**The tasks:**
- a) In the excerpt on disaster risk data and analytics, what is the full name of the organization abbreviated GFDRR?
- b) Write the next part of the excerpt on disaster risk data and analytics, picking up after its final sentence.

**Source extract:**
The objective of this priority area is to ensure that countries and communities have access to the information they need to make risk-informed decisions, to shift from understanding risk to managing risk, and to promote and improve policies for effective decision-making in disaster risk management (DRM) and climate change adaptation. This process requires increasing the availability of risk information and ensuring that it remains accessible over time. In turn, there is a need to consider risk data through its life cycle—with provision for local capacity to conduct updates and replicate risk evaluations that are appropriate and affordable.

Introduction

Data and analytics serve as the cornerstone of effective risk management, offering crucial insights that guide decision-making processes to mitigate the adverse impacts of disasters. By harnessing data on hazards, exposure, and vulnerability and using analytics to understand those data, policymakers and practitioners can predict potential impacts of hazards, assess vulnerabilities, and allocate resources more efficiently to make evidence-based decisions for DRM and climate adaptation. The Global Facility for Disaster Reduction and Recovery (GFDRR) has a long record of investing in cutting-edge technology, analytics, and economic analysis, which has contributed to its position as a global leader in disaster risk assessment and management. However, lower-income countries often face significant challenges in using this data-driven approach, including limited access to high-quality and timely data, inadequate technological infrastructure to process and analyze large data sets, and a scarcity of skilled personnel to interpret data for informed decision-making.

**Dataset excerpt:**
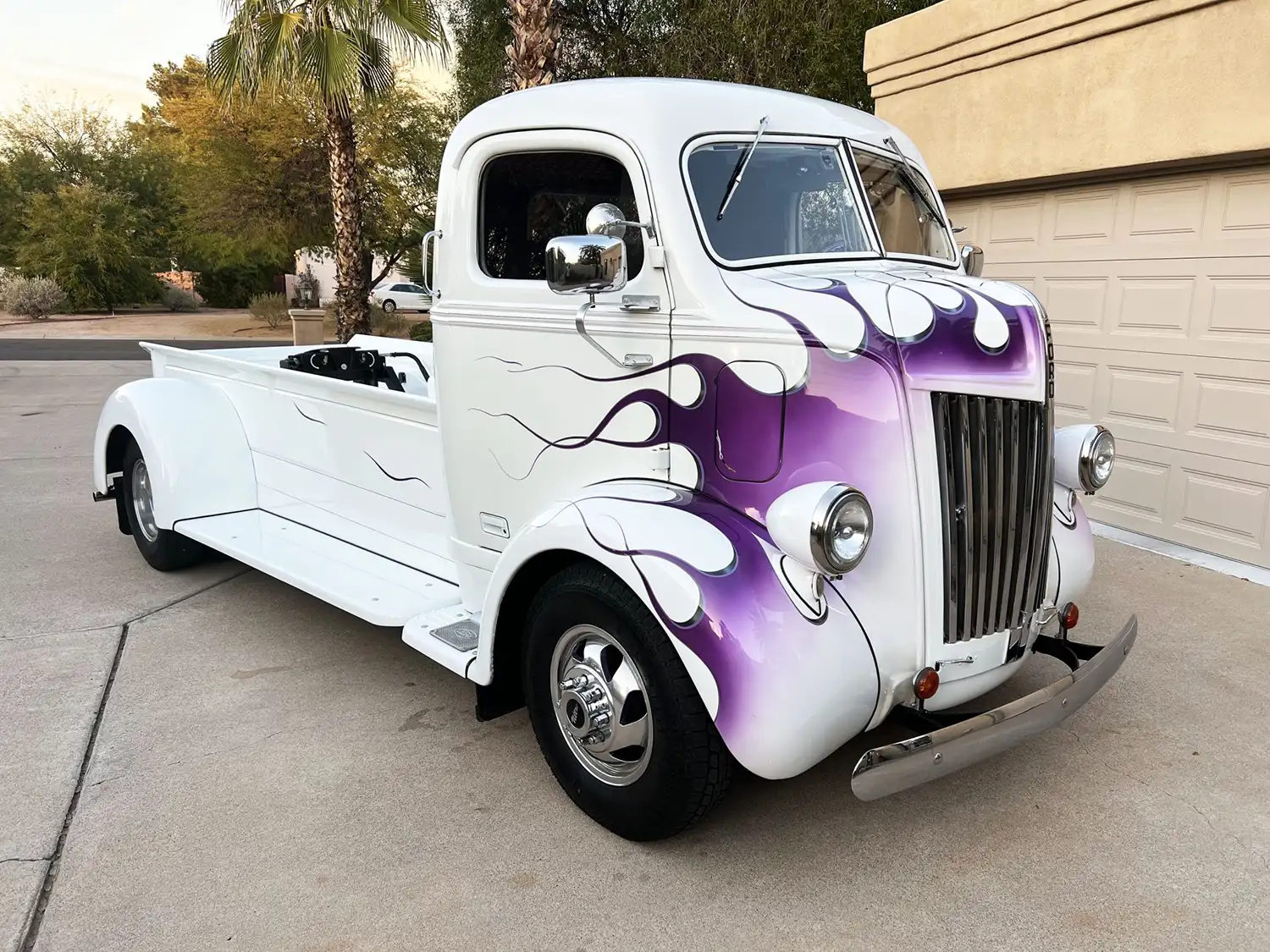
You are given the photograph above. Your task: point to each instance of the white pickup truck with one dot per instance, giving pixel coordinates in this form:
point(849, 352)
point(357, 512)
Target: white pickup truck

**Results for each task:**
- a) The Global Facility for Disaster Reduction and Recovery.

- b)
GFDRR is actively working to address these challenges by focusing on enhancing data accessibility and quality through open-access initiatives, creating global public goods, bolstering technological infrastructure for better data collection and analysis, and building local capacity through training and knowledge sharing. The facility is also pioneering efforts to integrate cutting-edge technology—such as satellite imagery, artificial intelligence and machine learning, analytics, and economic analysis—to offer counterparts advanced, yet usable, risk assessment capabilities. Moreover, GFDRR’s collaboration with international partners can be used to leverage technical expertise and financial support to enable the expansion of its support.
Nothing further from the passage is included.